Prompt:
For each line of the data below that contains "trace", return that line.

Working data:
┌──
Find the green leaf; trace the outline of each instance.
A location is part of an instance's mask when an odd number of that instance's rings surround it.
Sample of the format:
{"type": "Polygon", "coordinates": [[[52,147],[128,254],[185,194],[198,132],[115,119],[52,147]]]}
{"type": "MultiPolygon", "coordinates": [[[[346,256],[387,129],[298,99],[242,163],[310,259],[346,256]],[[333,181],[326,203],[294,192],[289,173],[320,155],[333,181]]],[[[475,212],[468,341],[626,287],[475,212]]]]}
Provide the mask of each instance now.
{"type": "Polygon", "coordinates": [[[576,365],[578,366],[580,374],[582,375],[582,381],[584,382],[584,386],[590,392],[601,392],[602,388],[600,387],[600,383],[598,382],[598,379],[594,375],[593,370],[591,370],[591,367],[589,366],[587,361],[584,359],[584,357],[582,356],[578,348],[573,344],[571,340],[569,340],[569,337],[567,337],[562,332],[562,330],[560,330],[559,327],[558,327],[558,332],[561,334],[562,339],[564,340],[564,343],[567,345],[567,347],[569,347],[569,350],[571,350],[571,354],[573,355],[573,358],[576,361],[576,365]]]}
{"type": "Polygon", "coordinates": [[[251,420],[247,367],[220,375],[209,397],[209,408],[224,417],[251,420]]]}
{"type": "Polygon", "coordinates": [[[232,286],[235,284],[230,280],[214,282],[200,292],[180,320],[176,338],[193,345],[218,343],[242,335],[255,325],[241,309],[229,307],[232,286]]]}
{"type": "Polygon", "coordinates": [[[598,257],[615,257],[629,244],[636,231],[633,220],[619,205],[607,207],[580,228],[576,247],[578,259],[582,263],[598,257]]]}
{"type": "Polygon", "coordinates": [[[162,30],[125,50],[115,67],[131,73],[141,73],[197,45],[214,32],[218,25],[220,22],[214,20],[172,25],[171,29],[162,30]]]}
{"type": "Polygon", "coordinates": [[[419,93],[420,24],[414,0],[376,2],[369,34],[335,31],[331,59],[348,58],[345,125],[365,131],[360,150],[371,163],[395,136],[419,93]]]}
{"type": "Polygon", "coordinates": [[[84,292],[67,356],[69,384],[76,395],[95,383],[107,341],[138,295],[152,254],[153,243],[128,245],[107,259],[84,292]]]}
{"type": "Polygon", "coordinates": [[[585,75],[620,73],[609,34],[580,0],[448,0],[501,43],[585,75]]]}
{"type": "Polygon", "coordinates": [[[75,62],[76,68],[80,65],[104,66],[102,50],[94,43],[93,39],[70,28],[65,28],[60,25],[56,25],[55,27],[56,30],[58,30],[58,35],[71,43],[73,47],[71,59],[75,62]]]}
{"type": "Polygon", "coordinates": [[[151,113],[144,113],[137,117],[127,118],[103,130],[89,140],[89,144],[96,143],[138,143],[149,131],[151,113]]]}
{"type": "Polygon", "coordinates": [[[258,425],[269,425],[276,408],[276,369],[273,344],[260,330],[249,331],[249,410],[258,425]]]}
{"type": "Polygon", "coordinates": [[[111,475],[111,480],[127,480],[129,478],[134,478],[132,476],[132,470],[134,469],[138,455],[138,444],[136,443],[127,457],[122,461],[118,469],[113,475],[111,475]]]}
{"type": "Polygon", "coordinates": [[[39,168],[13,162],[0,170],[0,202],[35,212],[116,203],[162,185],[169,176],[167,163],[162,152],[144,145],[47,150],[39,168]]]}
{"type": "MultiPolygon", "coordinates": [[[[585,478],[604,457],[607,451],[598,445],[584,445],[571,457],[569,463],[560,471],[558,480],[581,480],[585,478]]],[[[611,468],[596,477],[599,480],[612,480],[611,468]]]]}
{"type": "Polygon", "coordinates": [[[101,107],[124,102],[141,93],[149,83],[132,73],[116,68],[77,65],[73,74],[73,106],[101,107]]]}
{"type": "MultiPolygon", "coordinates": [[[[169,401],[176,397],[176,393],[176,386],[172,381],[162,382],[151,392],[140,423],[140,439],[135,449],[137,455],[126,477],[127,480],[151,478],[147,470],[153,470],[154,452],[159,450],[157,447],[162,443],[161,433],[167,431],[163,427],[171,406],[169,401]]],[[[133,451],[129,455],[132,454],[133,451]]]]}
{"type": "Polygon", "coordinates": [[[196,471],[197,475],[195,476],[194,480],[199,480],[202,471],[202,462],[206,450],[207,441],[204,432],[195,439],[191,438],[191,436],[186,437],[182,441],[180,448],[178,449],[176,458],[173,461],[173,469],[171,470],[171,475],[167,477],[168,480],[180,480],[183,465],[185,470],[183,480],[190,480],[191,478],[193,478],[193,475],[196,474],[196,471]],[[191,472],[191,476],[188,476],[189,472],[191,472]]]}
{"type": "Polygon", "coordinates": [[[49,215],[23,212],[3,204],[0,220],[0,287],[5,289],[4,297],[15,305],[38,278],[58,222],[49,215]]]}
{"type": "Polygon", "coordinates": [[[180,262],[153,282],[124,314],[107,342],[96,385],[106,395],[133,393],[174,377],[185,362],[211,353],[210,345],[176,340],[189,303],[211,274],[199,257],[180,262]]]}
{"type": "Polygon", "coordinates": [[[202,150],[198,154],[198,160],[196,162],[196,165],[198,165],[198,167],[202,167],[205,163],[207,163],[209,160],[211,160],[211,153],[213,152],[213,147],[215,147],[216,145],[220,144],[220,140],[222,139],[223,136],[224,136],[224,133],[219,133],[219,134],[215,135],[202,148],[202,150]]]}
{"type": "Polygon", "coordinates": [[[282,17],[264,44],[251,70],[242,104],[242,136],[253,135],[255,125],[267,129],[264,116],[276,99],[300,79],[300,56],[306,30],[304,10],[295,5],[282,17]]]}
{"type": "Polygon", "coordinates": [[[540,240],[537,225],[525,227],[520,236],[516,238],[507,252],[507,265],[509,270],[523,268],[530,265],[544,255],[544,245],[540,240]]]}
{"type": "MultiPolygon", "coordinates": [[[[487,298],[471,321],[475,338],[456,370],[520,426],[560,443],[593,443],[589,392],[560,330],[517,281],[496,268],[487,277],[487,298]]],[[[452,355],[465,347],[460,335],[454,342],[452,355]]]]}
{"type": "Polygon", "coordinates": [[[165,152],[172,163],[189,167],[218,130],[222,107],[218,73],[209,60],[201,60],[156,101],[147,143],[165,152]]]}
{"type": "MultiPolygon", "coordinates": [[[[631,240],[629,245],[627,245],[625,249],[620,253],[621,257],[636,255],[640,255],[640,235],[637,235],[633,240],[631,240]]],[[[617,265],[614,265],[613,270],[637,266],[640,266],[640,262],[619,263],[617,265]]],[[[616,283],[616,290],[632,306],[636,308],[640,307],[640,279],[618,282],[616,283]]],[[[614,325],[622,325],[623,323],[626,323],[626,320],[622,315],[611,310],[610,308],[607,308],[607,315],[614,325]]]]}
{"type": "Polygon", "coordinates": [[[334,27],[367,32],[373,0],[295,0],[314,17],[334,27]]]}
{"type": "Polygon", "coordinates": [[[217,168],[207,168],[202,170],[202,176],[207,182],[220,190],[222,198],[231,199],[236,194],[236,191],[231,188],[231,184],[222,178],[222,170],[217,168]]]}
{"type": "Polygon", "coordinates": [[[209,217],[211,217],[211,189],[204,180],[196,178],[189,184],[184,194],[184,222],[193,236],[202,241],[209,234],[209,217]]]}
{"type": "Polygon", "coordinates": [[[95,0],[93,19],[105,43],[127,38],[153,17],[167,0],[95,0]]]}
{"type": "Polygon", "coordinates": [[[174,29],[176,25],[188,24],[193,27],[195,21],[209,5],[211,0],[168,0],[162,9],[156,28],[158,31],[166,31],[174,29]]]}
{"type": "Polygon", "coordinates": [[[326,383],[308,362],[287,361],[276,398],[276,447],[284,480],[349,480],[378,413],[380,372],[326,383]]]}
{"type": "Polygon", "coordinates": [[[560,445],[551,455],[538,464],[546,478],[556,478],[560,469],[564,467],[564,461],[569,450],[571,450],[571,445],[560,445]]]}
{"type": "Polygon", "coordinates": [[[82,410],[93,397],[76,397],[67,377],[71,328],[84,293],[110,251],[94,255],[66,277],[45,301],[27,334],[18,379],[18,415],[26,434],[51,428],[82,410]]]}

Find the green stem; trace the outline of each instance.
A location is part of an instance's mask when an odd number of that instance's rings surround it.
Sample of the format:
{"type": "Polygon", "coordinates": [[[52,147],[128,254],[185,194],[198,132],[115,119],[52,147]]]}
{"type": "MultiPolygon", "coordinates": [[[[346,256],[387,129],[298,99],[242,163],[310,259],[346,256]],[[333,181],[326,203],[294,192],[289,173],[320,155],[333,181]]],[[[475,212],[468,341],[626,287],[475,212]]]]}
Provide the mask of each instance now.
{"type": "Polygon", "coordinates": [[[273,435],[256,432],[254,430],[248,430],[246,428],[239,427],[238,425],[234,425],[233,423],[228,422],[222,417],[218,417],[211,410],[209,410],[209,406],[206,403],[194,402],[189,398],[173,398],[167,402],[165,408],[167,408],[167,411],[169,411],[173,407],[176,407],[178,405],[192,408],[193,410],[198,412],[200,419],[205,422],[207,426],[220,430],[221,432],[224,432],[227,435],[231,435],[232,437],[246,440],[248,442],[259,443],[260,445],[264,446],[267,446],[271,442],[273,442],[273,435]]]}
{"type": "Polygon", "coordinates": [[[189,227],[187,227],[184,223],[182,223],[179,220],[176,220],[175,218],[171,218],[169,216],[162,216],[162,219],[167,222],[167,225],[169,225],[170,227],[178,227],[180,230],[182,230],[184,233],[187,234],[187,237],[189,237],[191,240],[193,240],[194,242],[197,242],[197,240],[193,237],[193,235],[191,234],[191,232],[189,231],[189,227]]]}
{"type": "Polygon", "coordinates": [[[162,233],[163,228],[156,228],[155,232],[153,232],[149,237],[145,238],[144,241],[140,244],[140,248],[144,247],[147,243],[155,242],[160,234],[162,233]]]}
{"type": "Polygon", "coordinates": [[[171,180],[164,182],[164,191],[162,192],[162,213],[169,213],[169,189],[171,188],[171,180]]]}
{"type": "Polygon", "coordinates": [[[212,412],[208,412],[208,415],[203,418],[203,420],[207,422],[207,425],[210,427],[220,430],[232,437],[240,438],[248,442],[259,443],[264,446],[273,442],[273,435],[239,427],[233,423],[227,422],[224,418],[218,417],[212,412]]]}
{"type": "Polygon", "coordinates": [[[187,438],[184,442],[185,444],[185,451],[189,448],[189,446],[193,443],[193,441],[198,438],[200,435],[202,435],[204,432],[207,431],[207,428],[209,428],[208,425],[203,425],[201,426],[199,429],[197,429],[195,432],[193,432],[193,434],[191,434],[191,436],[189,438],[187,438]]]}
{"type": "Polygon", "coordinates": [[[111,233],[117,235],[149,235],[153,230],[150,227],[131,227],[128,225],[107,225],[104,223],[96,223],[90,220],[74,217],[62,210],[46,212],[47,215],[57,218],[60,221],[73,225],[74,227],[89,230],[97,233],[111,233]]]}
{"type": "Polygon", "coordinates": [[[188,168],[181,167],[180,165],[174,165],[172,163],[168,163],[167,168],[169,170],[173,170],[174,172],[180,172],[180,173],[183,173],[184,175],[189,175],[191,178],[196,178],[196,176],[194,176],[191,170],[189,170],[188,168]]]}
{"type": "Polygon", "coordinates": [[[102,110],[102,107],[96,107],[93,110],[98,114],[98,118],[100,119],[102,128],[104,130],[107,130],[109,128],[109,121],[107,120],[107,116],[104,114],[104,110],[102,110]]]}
└──
Final answer:
Find the green leaf; trace the outline of each instance.
Find the green stem; trace the outline of each instance.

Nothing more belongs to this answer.